[Opening TEXT SEGMENT section]

Proteomic data descriptions:

The DIA data analysis was performed (on the profile .mzML file format) using openSWATH running on an internal high-performance computing cluster at Cedars-Sinai Medical Center. The Mass Spec data was only searched against the human database, therefore human is implied in the Level 4 data counts.

  • Level 1: .wiff and .wiff.scan files are raw per-sample data generated by the Sciex TTOF 6600 instrument
  • Level 2: .mzML profile files are per sample files obtained by converting the wiff files using ProteoWizard (v.3.0.6002). For downstream processing, we need to convert this vendor-format (.wiff) to an open-source format (.mzML).
  • Level 3: Answer ALS proteomics data does not contain a more processed per-sample level 3 data type
  • Level 4: one .csv file contains the counts data for all proteomics samples in this release for a specified uniprotID and protein name. Please note that a zero (0) in this data indicates the protein was not detected. While data levels 1-3 include single-sample data that are not expected to change over time, the Level 4 data will be updated to reflect the samples included in each release.

NOTE: For this release, there is a known display issue when viewing the calculation for level 4 proteomic data. The size of the level 4 download file appears to be 700MB while the actual download size is ~5MB. This display issue will not affect your download and is expected to be resolved in the next portal update (February). Status update: This display issue has been resolved (February 2021)

Release 4.0 contains new epigenomic and transcriptomic data for an additional 80 participants bringing the total data released for these two assays to 150 total participants. We are also planning to release the corresponding participant proteomic data within the next 4 weeks.
This data release coincides with the unveiling of the new Answer ALS data portal. We hope the many changes to visualizing our metadata, data, and download options will improve user experience.

[Closing TEXT SEGMENT section]

> _INSTRUCTIONS_:
(a) Can you condense the paragraph of the proteomic data description that begins "The DIA data analysis was performed" into a shorter version that keeps its main facts?
(b) Could you reproduce the proteomic data description between "NOTE: For this" and "resolved (February 2021)", inclusive, swapping "display issue" for "display bug"?

[Opening STUDY MATERIAL section]

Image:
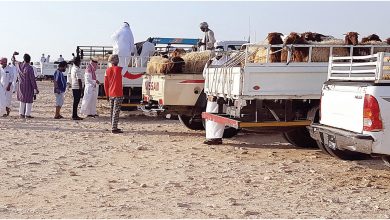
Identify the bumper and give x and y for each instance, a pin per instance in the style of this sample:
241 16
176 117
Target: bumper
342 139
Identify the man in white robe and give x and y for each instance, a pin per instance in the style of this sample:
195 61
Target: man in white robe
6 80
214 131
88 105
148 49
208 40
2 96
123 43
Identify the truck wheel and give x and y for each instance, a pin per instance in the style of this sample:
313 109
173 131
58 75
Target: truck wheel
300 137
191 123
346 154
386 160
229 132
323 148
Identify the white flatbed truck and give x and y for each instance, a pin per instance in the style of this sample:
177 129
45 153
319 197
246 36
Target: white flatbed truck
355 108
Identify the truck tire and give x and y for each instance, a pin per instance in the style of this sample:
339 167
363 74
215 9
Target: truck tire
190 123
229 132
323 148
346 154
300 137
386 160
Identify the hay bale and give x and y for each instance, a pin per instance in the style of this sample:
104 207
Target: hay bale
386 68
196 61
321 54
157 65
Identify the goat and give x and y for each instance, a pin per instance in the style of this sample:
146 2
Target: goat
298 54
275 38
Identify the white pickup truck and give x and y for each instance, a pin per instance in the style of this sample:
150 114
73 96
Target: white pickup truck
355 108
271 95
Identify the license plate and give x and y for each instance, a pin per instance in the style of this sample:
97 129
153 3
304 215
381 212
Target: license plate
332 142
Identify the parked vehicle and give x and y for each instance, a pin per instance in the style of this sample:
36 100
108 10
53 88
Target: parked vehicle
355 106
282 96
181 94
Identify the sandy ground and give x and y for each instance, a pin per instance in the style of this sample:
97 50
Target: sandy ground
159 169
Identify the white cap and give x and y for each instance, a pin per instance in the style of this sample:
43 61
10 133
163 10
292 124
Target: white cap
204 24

[Closing STUDY MATERIAL section]
[Opening STUDY MATERIAL section]

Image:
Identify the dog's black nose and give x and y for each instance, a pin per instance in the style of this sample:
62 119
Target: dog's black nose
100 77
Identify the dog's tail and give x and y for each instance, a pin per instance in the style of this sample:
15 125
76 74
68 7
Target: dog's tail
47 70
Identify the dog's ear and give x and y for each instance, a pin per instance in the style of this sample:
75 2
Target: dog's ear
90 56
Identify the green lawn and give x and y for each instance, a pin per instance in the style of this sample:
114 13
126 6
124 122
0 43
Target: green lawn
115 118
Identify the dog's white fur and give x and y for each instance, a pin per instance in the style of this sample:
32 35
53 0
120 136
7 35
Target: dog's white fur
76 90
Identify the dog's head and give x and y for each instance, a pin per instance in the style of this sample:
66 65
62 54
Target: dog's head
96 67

[Closing STUDY MATERIAL section]

> _YOUR WRITTEN ANSWERS_:
(a) The DIA data, in profile .mzML format, was analyzed with openSWATH on an internal high-performance computing cluster at Cedars-Sinai Medical Center. Because the Mass Spec data was searched only against the human database, the Level 4 data counts are implied to be human.

(b)
NOTE: For this release, there is a known display bug when viewing the calculation for level 4 proteomic data. The size of the level 4 download file appears to be 700MB while the actual download size is ~5MB. This display bug will not affect your download and is expected to be resolved in the next portal update (February). Status update: This display bug has been resolved (February 2021)